[Records of labeled points]
┌────────

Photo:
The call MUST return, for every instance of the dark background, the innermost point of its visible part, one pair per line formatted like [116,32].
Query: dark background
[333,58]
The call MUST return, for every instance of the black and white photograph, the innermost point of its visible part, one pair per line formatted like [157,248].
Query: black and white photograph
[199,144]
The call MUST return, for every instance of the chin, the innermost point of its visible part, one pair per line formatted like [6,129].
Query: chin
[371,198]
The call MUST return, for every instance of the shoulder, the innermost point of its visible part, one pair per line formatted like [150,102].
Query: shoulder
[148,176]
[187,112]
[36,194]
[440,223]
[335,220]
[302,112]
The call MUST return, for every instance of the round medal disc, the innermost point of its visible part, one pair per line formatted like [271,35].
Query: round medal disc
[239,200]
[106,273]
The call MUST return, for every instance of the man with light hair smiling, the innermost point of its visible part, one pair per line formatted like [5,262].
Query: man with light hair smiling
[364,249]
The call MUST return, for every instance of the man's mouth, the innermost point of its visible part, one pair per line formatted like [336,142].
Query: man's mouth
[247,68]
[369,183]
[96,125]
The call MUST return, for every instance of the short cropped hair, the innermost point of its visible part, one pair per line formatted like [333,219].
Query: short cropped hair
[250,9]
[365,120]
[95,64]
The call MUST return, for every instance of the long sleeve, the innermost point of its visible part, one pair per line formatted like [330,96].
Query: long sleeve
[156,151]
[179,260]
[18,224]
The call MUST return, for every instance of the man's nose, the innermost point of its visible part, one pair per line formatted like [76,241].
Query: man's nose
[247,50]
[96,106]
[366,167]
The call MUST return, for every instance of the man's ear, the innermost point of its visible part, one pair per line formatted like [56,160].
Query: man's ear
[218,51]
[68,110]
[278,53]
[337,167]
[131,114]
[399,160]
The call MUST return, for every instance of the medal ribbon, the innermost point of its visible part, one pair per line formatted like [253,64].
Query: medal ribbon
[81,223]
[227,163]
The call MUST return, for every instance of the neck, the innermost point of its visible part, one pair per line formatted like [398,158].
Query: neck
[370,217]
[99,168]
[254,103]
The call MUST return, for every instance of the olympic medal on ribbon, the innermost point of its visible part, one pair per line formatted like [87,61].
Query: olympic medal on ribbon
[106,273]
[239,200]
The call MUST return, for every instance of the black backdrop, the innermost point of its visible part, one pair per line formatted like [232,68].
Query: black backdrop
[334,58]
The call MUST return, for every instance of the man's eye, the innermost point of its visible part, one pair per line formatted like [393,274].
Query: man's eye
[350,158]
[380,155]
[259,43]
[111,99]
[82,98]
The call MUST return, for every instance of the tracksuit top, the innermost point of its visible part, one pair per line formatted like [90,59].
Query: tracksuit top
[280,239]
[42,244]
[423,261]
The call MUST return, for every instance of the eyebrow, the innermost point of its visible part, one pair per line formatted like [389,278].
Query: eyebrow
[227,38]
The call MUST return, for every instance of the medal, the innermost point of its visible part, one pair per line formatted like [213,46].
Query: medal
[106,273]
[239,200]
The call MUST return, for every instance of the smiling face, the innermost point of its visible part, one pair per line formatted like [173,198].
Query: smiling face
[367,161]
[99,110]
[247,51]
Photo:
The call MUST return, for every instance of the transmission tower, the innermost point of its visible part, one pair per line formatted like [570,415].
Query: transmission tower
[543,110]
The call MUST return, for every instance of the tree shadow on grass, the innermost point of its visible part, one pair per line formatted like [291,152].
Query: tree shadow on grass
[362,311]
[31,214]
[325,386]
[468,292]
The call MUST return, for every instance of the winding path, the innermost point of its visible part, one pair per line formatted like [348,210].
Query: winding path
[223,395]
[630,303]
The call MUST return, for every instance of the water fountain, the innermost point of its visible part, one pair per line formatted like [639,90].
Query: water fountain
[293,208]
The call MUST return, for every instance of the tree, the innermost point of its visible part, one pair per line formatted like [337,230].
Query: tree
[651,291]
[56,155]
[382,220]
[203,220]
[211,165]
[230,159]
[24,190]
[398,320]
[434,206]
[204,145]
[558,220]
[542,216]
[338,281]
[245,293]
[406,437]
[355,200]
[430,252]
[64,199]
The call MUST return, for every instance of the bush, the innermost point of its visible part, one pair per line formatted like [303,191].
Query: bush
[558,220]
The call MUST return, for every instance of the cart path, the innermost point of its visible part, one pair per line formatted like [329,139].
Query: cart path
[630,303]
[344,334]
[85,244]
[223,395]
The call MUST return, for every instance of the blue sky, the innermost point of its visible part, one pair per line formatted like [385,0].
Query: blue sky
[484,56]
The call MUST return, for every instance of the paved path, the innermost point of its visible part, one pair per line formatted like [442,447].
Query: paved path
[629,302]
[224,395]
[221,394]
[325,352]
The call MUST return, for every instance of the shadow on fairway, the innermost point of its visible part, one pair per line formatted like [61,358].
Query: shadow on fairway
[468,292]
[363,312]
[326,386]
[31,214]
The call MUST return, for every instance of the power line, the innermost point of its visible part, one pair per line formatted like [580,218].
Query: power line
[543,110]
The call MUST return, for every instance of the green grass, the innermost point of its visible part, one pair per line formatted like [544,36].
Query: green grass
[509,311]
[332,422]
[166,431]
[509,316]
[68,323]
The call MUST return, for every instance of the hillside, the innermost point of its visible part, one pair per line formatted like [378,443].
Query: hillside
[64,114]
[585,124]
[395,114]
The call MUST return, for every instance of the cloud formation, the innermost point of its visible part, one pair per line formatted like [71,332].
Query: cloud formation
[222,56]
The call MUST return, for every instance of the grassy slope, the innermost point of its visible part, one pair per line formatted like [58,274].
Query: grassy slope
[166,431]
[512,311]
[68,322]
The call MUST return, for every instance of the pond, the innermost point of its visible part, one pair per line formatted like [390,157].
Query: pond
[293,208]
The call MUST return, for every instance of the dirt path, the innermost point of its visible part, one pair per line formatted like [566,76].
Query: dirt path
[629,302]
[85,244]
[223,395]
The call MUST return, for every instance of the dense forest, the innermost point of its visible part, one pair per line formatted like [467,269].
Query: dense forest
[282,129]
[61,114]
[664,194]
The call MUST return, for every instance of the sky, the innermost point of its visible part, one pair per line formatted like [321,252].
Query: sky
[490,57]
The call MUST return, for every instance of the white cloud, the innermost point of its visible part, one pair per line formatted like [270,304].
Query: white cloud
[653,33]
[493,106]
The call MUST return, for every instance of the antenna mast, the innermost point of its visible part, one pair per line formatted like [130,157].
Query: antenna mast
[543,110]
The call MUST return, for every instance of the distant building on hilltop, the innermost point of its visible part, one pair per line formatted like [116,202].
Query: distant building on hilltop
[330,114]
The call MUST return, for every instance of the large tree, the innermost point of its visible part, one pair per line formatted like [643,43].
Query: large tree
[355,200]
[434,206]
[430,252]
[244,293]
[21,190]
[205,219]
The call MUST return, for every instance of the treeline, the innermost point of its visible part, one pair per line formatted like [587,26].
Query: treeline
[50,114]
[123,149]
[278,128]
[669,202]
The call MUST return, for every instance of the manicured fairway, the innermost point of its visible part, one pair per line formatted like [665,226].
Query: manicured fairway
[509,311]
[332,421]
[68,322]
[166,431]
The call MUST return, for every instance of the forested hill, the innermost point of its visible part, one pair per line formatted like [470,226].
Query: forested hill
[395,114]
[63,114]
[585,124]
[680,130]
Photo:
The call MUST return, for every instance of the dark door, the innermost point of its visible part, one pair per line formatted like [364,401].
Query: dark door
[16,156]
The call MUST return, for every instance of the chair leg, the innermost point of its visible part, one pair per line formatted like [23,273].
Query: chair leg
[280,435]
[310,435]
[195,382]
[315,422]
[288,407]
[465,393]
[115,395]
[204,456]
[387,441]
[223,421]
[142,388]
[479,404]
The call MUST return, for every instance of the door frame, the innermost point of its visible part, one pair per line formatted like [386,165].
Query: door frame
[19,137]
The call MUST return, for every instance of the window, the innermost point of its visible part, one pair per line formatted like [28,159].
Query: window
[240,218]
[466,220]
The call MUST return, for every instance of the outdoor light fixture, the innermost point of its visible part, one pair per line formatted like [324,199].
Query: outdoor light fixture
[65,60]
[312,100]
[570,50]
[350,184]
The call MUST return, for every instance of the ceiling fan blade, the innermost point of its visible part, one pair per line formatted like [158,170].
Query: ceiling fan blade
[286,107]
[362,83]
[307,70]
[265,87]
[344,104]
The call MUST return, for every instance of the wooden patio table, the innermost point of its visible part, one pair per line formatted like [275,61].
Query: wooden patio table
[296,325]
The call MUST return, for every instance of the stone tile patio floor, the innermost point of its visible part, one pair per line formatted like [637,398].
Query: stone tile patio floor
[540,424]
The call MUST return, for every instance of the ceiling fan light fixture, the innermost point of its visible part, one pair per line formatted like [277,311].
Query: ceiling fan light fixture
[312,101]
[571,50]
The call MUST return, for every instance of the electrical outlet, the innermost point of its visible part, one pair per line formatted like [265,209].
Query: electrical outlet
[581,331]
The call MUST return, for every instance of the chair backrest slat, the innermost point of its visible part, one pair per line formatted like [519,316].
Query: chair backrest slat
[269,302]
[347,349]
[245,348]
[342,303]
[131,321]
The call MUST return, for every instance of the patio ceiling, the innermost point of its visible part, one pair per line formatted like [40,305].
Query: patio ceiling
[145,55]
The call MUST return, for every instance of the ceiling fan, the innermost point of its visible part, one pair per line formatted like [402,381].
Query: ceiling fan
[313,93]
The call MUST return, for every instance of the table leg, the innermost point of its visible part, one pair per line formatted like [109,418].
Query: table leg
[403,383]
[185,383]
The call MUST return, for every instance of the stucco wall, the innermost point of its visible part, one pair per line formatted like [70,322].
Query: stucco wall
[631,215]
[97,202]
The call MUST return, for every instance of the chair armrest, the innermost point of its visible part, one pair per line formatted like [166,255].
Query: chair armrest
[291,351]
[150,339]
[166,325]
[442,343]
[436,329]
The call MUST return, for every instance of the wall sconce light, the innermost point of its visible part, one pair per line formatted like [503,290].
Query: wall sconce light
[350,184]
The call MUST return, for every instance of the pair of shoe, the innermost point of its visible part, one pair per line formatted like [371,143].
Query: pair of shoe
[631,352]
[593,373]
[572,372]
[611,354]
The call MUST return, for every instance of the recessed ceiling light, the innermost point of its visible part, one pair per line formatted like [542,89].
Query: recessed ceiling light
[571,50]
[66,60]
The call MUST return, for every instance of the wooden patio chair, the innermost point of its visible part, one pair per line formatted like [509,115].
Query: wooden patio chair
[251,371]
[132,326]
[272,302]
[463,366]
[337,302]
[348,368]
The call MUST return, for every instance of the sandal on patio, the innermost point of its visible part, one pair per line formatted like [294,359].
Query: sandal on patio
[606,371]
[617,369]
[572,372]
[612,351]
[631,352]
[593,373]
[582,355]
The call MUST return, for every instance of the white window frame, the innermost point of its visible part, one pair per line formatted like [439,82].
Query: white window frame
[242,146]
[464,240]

└────────

- **DIRECTION**:
Every line from the one containing "The call MUST return, for every instance of the stucco" through the end of the entries above must be echoed exactly, with both ends kept.

- **FULL SOLUTION**:
The call MUST return, for every instance of the stucco wall, the innermost point of its visible part, one pair per line formatted like [70,322].
Query: stucco wall
[631,215]
[97,202]
The call MUST return, for every instance of the chair armrest, the innermost point of its visible part, one pair per line formatted like [166,255].
Query: chair armrest
[291,351]
[150,339]
[166,325]
[442,343]
[436,329]
The call MUST return, for every instance of the wall sconce light, the innermost point of its visible part, one pair per line formatted like [503,290].
Query: wall sconce light
[350,184]
The call MUST return, for every instance of the pair of shoe, the innermost point of its visible part, one pair per line formatted like [371,143].
Query: pair of shoe
[631,352]
[593,373]
[572,372]
[611,354]
The call MUST return, for every instance of the recessed ceiling light, the innermost point of its visible part, one pair per line formatted like [542,89].
Query: recessed ceiling light
[571,50]
[66,60]
The call MUST return, for every instance of the wooden patio chair, the innermost point of its visible part, one pair per line formatted like [509,115].
Query: wooden patio chair
[251,371]
[132,326]
[272,302]
[463,366]
[337,302]
[348,368]
The call MUST return, for every instance of the sandal on patio, the innermost point of its visible part, one pair per line formatted like [294,359].
Query: sandal on patio
[606,371]
[617,369]
[572,372]
[612,351]
[631,352]
[593,373]
[582,355]
The call MUST return, for every instance of the white window frame, the innermost point of its visible part, one pair per line formatted like [439,82].
Query: white window frame
[242,146]
[464,240]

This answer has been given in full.